> [Extrait]:
************

500 m2 pour des achats solidaires
Envie de produits équitables dans vos rayons? Vous pouvez aller approvisionner chez Fairplace, première centrale française d'importateurs solidaires, située à La-Plaine-Saint-Denis (Seine-Saint-Denis). Réservée aux professionnels, cette galerie commerciale de 500 m2 présente une large gamme de mobilier, objets de déco, vêtements et accessoires de mode, tous issus du commerce équitable et éthique. La plupart des produits sont stockés sur place. Pratique pour repartir directement avec la marchandise! Rens.: www.fairplace.fr

@ DR

Témoignage

Nicolas Messio, gérant d'Alter Mundi
«Nous voulons sortir le commerce équitable de son carcan militant»
Parce que le commerce équitable est difficile à appréhender pour un commerçant isolé (méconnaissance des labels et des filières, fournisseurs éparpillés, etc.), Nicolas Messio, gérant de deux boutiques parisiennes Alter Mundi, a I décidé d'accompagner les détaillants qui veulent se lancer. Comment? En développant en franchise le concept de ses boutiques, à savoir un lieu de vie culturelle (expos, conférences, défilés de mode, etc.) avec un espace dégustation - salon de thé et une surface de vente dédiée à la décoration, à la mode et à l'alimentaire. Résultat: en novembre 2006, deux franchises ont été inaugurées à Aix-en-Provence et à Lille. Fort de ce succès, Nicolas Messio espère ouvrir, en France, quatre à six boutiques supplémentaires, à l'horizon 2008. Un développement uniquement au cas par cas, en fonction des demandes. D'une surface minimale de 50 m2, installés dans des zones de plus de 50000 habitants, les franchisés peuvent espérer un chiffre d'affaires de 150000 euros, dès la première année. «Le commerce équitable, ce n'est pas de la vente de charité! Dans «commerce équitable», il ne faut pas occulter le mot commerce, souligne Nicolas Messio. Tenir une boutique Alter Mundi, c'est vivre dignement de son activité, mais en se souciant de l'impact social et environnemental de ses achats.»

************

> [Consigne]:
Selon l'extrait, dans quelles villes les deux franchises Alter Mundi ont-elles été inaugurées en novembre 2006 ? Répondez en une phrase, s'il vous plaît.

> [Données enregistrées]:
************

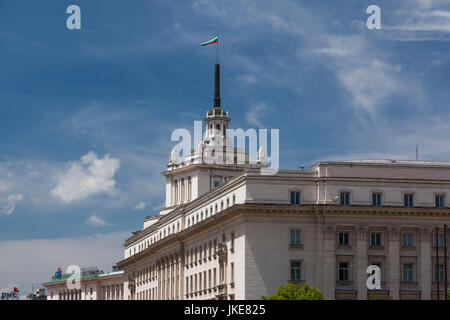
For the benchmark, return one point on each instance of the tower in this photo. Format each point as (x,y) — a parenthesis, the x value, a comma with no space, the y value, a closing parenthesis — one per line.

************

> [Réponse attendue]:
Les deux franchises ont été inaugurées à Aix-en-Provence et à Lille.